Robert Lowell

Robert Lowell (1917-1977) was an American poet who had a profound influence on many other writers, including both Sylvia Plath and Anne Sexton. Born into a Boston family that could trace its lineage back to the Mayflower, much of Lowell's work mythologizes New England, but his later influence in developing confessional poetry was what attracted younger poets to his work.
Robert Lowell was born to a Boston Brahmin family and described his childhood as being one of violence and bullying, where he earned the nickname "Cal," short for Caligula.
- Robert Lowell studied at Harvard, but left, eventually earning a degree from Kenyon College.
- During World War II he became a conscientious objector, the first of his political statements, spending several months in prison.
- From 1950 to 1953 Robert Lowell taught at the Iowa Writer's Workshop.
- Afterwards he taught at several major American universities.
- Lowell's teaching style was described as informal, which drew younger writers to him.
-----
» PROMPT 1:
Copy the passage from the Robert Lowell text word for word, starting at "Robert Lowell was" and ending at "major American universities.".
» PROMPT 2:
Answer these questions using the Robert Lowell text:
(a) From which college did Lowell eventually earn a degree?
(b) During which years did he teach at the Iowa Writer's Workshop?
(c) What nickname did he earn as a child, and what was it short for?
The records have nothing to do with this.

Saved entries:
-----
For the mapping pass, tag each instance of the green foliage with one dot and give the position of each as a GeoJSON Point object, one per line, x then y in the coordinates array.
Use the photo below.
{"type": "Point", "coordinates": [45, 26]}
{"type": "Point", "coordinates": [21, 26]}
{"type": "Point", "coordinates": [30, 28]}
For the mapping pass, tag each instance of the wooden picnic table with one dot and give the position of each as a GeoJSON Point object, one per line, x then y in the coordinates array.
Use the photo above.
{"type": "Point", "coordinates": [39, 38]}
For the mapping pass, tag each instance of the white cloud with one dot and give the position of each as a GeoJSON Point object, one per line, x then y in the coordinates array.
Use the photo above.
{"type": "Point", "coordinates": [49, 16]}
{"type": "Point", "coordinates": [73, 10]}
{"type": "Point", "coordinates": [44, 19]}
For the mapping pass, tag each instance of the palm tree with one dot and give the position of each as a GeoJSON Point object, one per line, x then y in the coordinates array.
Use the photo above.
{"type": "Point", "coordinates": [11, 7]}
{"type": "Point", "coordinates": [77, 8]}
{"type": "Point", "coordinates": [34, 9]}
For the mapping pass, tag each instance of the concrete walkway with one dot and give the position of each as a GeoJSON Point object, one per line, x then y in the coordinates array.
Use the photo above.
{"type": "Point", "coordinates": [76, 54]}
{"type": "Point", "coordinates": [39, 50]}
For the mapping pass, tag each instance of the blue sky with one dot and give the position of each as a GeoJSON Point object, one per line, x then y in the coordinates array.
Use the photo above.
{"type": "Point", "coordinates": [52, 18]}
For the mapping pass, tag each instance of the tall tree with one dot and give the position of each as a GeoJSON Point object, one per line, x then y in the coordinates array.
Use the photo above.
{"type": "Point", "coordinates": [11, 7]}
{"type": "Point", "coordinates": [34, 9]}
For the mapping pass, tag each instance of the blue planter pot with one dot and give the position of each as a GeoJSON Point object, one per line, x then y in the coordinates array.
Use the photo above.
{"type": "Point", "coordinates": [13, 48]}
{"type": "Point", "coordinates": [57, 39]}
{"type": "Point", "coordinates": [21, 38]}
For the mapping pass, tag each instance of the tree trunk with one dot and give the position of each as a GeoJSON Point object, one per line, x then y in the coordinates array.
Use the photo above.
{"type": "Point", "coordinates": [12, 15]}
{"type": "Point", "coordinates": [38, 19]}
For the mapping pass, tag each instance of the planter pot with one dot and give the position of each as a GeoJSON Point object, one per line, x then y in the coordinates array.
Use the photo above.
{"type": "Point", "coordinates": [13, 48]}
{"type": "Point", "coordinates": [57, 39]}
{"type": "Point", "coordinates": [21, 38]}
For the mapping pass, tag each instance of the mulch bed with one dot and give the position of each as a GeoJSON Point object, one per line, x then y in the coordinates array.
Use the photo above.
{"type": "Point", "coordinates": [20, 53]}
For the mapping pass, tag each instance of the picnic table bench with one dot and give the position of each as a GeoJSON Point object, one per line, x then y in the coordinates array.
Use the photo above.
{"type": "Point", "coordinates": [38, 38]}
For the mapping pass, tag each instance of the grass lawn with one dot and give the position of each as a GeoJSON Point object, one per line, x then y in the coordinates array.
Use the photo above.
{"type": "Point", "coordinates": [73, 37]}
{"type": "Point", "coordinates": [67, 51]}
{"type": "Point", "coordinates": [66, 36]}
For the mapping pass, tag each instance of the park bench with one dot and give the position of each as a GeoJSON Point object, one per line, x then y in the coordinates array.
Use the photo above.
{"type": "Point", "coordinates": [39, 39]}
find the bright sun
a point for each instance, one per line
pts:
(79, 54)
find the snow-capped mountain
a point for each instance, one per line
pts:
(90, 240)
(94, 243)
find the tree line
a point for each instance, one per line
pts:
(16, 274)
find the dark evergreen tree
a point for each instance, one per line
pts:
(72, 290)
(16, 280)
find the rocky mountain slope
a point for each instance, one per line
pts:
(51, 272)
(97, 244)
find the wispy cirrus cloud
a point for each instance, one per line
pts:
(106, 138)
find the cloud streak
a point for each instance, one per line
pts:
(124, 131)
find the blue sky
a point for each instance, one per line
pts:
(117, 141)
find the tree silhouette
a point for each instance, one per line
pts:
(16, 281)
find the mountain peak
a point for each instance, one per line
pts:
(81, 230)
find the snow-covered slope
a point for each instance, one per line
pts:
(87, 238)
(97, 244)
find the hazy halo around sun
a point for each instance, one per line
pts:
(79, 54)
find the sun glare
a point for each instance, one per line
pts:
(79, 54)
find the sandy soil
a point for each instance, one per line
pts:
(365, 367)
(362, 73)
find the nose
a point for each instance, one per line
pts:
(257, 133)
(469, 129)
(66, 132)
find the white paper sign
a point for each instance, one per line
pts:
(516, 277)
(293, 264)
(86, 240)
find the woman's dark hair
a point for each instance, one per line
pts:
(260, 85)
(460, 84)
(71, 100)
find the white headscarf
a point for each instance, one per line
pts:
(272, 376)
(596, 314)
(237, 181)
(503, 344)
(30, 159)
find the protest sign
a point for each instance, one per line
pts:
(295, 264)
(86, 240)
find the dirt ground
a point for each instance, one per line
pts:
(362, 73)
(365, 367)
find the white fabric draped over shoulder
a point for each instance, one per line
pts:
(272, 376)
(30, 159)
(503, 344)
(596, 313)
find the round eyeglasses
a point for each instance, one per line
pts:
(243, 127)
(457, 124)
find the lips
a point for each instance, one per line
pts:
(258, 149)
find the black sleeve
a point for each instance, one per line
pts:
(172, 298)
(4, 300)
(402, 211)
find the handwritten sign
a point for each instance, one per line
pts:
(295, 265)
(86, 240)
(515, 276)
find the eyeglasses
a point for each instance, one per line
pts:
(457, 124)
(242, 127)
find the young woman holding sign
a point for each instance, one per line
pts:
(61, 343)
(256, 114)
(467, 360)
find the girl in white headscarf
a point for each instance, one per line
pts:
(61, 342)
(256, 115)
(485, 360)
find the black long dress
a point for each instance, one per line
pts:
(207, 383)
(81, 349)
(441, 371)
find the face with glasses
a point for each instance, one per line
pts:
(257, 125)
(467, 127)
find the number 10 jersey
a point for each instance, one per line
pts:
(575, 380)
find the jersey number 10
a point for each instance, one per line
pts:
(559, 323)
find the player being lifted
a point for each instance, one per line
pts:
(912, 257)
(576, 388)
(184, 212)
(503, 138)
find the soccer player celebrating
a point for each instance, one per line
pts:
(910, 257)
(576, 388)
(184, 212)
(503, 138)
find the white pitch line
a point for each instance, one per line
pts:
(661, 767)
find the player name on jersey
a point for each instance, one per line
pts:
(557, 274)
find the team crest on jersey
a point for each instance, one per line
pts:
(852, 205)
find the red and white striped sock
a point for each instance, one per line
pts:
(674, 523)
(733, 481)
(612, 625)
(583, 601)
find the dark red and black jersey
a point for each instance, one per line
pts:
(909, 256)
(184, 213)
-----
» WRITTEN ANSWER 1:
Robert Lowell was born to a Boston Brahmin family and described his childhood as being one of violence and bullying, where he earned the nickname "Cal," short for Caligula.
- Robert Lowell studied at Harvard, but left, eventually earning a degree from Kenyon College.
- During World War II he became a conscientious objector, the first of his political statements, spending several months in prison.
- From 1950 to 1953 Robert Lowell taught at the Iowa Writer's Workshop.
- Afterwards he taught at several major American universities.

» WRITTEN ANSWER 2:
(a) Kenyon College
(b) From 1950 to 1953
(c) "Cal," short for Caligula